Saved entries

----------

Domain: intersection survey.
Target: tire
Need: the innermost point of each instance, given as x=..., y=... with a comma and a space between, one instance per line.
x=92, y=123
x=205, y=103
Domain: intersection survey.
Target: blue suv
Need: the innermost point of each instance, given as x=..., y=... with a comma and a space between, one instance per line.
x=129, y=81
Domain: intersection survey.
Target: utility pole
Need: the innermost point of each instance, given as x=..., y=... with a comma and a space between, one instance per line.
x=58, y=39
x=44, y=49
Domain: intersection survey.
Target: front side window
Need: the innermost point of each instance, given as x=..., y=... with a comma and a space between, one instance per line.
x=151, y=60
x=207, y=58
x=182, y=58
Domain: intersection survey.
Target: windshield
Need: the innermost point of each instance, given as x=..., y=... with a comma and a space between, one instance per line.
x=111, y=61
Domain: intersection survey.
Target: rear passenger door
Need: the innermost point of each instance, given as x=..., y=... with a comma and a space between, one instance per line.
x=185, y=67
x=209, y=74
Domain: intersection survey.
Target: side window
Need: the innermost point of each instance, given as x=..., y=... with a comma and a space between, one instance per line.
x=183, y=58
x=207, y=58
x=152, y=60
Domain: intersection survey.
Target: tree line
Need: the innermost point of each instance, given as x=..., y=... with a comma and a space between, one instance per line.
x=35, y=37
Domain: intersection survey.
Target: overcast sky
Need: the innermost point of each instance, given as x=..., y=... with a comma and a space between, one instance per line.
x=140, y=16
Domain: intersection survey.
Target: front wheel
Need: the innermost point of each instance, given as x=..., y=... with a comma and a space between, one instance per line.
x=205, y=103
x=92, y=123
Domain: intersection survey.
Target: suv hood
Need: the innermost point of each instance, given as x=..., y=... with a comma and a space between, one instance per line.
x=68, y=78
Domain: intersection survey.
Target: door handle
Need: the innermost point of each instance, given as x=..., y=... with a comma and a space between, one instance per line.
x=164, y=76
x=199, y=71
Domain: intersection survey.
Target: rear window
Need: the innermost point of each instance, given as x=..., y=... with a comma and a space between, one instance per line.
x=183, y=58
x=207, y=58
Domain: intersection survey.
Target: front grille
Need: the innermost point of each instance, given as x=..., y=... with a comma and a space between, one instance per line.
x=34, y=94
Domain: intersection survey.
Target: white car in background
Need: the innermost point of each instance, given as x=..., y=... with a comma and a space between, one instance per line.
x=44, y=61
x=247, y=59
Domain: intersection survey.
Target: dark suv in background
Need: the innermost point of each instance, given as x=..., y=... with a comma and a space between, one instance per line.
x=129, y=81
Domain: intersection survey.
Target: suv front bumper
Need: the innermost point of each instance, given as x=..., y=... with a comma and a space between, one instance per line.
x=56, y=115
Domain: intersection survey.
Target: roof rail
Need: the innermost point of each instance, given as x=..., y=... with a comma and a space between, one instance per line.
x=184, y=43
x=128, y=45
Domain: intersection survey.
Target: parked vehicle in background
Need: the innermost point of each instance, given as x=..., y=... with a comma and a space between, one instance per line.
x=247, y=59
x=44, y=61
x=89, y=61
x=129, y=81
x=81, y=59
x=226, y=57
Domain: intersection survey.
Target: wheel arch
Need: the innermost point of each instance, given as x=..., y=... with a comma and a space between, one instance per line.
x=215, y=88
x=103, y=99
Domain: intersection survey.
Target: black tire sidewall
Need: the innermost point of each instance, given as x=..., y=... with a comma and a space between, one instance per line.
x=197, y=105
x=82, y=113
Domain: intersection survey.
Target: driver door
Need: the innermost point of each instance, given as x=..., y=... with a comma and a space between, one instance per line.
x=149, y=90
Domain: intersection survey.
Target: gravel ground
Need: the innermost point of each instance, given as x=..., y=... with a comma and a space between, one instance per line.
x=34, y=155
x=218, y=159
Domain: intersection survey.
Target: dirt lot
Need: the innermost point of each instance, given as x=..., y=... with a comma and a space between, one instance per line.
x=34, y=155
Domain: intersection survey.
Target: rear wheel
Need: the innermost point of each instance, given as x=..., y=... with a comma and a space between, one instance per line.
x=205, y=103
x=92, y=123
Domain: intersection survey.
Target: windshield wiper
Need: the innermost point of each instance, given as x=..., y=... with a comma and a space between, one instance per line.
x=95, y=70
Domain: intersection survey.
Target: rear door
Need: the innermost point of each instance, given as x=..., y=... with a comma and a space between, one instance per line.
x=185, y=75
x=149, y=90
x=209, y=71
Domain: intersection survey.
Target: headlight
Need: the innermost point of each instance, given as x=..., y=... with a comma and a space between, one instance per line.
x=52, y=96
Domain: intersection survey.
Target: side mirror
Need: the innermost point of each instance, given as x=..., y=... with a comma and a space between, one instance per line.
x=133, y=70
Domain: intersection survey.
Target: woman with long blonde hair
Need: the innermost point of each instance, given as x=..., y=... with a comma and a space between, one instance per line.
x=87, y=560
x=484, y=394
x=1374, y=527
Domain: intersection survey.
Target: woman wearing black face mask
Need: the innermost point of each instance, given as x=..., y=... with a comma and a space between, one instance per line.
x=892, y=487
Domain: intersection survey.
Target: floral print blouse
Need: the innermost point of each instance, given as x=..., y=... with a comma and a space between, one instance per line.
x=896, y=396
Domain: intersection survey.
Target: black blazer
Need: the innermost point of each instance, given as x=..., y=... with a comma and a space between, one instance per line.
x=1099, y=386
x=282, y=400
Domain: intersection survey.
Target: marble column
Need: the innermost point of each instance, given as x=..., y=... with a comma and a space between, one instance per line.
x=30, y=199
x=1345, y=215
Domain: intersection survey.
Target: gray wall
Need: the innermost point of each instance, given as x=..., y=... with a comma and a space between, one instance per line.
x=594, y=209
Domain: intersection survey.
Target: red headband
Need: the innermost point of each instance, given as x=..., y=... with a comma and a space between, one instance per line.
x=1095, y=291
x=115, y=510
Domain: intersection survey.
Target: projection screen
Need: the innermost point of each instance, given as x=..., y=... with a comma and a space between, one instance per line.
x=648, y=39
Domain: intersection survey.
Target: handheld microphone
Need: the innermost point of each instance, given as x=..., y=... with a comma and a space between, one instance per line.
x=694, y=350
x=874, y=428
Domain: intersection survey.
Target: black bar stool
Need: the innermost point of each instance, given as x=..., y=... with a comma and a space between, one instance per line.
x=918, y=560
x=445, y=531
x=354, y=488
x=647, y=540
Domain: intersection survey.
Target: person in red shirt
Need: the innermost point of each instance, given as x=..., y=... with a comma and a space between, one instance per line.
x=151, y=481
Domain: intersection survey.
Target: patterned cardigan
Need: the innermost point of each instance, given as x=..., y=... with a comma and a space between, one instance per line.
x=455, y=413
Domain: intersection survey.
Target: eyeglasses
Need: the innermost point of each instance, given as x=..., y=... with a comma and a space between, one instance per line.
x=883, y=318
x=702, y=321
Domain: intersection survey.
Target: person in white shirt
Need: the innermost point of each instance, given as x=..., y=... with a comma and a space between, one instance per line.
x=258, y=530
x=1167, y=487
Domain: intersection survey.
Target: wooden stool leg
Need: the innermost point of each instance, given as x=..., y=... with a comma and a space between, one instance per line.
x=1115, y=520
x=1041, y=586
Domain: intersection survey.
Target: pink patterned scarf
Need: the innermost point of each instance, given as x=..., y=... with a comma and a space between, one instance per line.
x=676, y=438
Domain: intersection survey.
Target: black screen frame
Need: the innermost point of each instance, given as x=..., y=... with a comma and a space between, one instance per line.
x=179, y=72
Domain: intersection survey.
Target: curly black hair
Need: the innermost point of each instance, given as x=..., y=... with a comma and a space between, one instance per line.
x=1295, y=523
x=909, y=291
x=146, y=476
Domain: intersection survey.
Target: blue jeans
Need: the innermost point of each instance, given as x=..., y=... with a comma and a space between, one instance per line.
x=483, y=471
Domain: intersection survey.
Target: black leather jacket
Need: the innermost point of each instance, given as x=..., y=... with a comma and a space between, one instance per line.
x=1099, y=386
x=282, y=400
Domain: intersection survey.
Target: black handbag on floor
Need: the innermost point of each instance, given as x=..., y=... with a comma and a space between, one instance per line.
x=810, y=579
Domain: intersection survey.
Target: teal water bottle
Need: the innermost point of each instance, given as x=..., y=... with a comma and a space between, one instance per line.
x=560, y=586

----------

YOUR ASSIGNMENT
Write out exactly the lines between the start of the entries and the line containing "Target: rear passenger door", including that line and the first one.

TASK RESULT
Domain: intersection survey.
Target: tire
Need: the innermost point of each instance, given as x=..., y=... with a comma and a space between, one instance per line.
x=92, y=123
x=205, y=103
Domain: intersection survey.
Target: blue suv
Need: the innermost point of each instance, given as x=..., y=... with a comma and a space between, one instance per line.
x=129, y=81
Domain: intersection survey.
Target: utility pole
Need: the innermost point of each instance, given as x=..., y=... with a comma and a space between, one instance per line.
x=58, y=39
x=44, y=49
Domain: intersection survey.
Target: front side window
Need: the innermost point of each instance, given as x=..., y=... with a comma and a space between, one instance per line.
x=151, y=60
x=207, y=58
x=182, y=58
Domain: intersection survey.
Target: windshield
Need: the innermost point of each instance, given as x=..., y=... with a comma and a space between, one instance per line.
x=111, y=61
Domain: intersection survey.
Target: rear passenger door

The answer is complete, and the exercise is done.